◆ WORK TASK:
Retrieve every line of the data holding the word "below".
=== Begin Enclosure ===
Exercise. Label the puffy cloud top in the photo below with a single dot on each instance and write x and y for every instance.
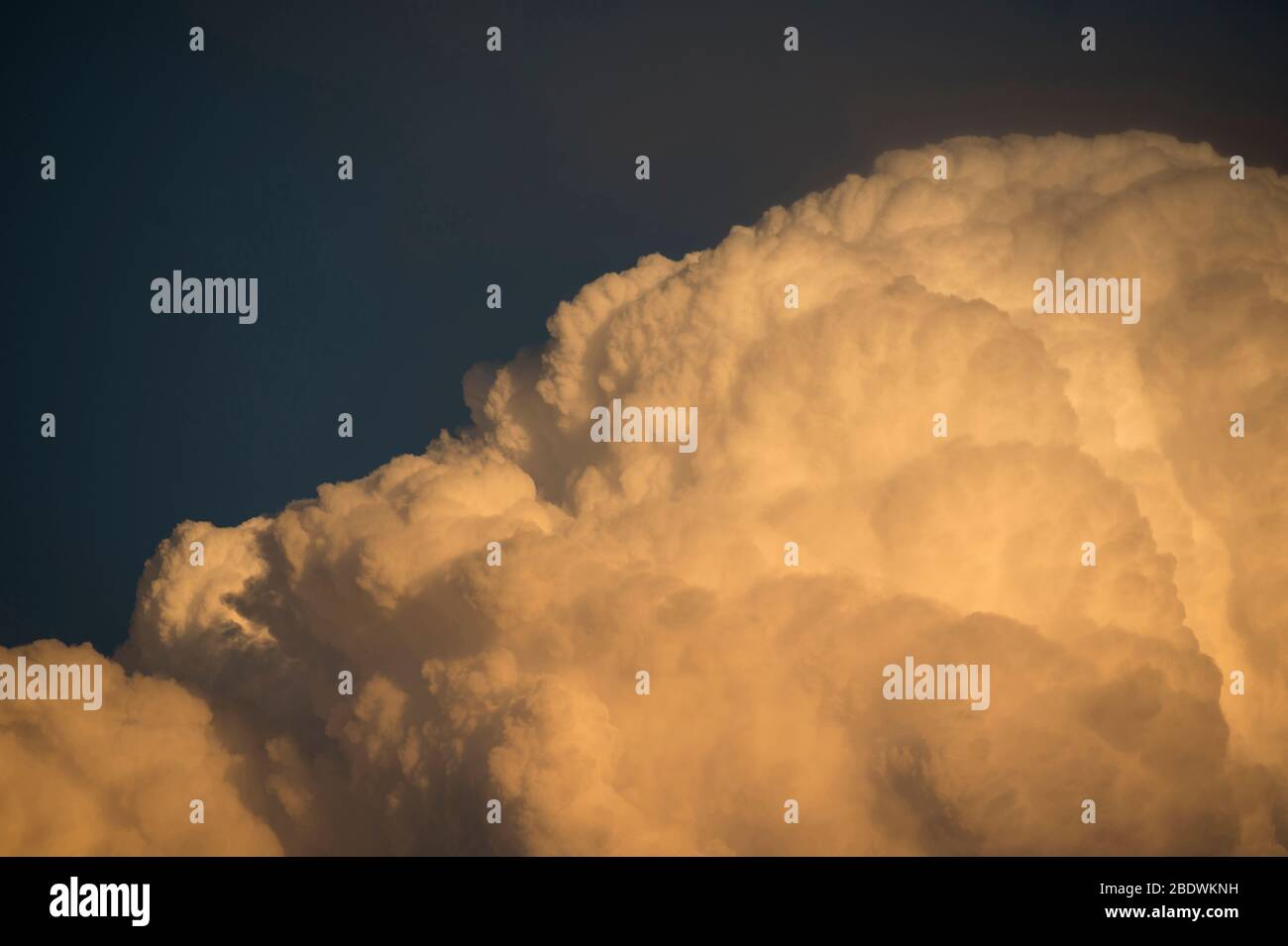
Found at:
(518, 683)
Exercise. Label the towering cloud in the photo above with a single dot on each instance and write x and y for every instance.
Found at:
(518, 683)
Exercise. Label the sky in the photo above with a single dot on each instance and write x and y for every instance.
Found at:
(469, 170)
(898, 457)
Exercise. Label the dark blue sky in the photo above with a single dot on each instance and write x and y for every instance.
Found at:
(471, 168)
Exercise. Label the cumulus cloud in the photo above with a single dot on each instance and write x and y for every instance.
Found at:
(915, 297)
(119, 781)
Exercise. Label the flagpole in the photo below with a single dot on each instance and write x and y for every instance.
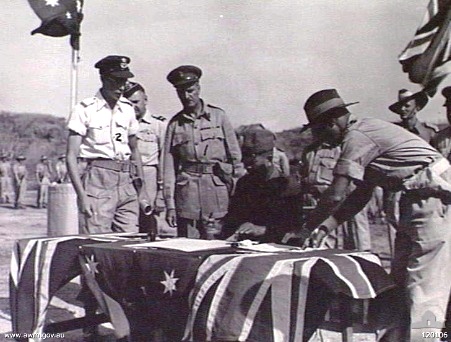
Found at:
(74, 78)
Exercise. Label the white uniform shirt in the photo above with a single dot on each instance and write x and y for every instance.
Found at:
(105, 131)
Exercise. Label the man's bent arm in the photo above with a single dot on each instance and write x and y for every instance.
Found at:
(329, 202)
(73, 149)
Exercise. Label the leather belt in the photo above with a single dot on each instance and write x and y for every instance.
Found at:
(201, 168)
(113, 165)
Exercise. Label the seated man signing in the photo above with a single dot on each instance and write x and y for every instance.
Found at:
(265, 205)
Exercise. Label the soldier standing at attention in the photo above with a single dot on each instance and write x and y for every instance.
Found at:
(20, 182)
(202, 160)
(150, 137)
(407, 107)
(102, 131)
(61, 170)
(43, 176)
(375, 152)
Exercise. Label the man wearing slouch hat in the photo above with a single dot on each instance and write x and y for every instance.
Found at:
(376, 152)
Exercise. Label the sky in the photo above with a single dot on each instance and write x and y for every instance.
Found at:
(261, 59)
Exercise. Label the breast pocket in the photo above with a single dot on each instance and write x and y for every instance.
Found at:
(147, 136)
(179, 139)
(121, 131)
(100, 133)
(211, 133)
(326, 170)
=== End Enclosure ===
◆ RESULT OF THE TASK:
Exercise. Label the puffy cloud top in the photo below with a single dot on each instance and write x and y for every instance.
Exercise. Label the flagpole in the photo below with a single dot on each instance and write x and y for every instance.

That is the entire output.